▸ **Tasks to complete**
**a.** In the excerpt below about restoring a Lubetkin house, whom did Trapp and his wife work with on replacing the roof and adding new insulation?
**b.** Which people are named in the excerpt below about restoring a Lubetkin house?

▸ **Excerpt**
+-------+
Having done their homework on Lubetkin, Trapp and his wife, Deirdre, continued the restoration programme begun by the house’s previous owners. They worked with conservation architect John Winter and English Heritage on replacing the roof and adding new insulation.
“It helped to deal with a lot of the problems associated with modernist houses, in that they can be cold and difficult to heat,” says Trapp. “Now the heating costs are no more than an Edwardian house, and the roof should be good for another 50 years.”
Such 20th-century houses come up for sale very rarely, especially ones of architectural importance and in good condition. Lubetkin and most of his great modernist contemporaries in Britain were better known for their apartment blocks and public buildings than one-off houses, while the advent of war in 1939 curtailed their work in any case. But it has been a good year for disciples of the modern movement seeking a rare opportunity to buy an original classic.
+-------+
▸ **Given entries**

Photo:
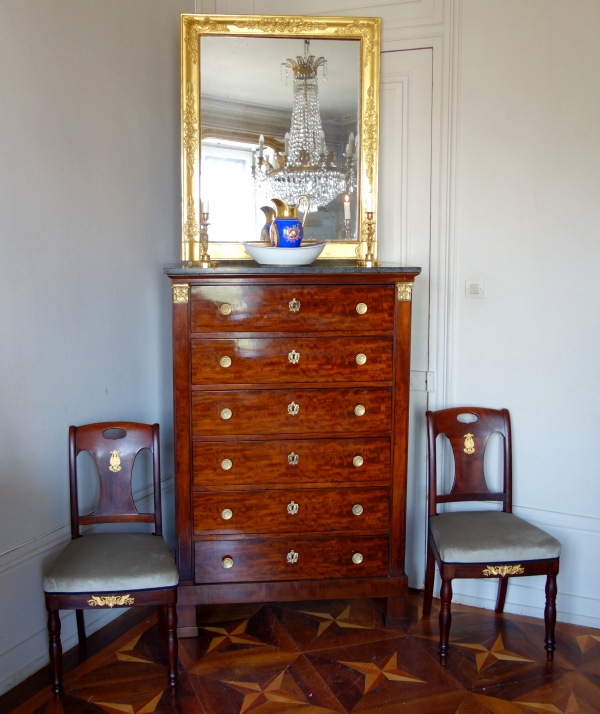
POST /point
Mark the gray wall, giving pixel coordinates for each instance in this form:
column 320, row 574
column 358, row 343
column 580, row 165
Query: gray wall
column 89, row 214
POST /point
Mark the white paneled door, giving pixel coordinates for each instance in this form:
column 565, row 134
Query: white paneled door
column 404, row 232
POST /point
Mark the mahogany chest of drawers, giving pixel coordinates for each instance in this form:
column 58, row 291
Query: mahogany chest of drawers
+-------+
▸ **Results for the exercise**
**a.** Conservation architect John Winter and English Heritage.

**b.** Lubetkin, Trapp, Deirdre, John Winter